>> START Supplied records

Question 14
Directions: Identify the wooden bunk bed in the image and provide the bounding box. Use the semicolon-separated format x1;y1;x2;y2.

>> END Supplied records
>> START Supplied records

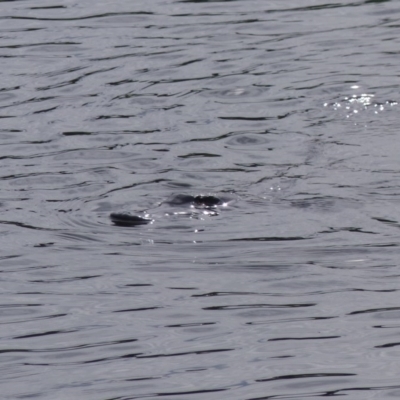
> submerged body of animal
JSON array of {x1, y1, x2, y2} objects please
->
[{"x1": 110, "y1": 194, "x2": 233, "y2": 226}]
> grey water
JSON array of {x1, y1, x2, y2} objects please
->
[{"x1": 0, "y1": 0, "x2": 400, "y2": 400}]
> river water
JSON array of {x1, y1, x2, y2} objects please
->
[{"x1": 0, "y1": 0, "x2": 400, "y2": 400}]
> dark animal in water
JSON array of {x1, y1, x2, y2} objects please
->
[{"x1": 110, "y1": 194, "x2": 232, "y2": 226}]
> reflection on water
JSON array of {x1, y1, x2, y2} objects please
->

>> END Supplied records

Starting at the line that has "Question 14" and ending after the line that has "Directions: Identify the", rewrite those records with "wooden" changed to "metal" and nothing else altered.

Question 14
Directions: Identify the metal bunk bed in the image and provide the bounding box. Use the semicolon-separated format x1;y1;x2;y2.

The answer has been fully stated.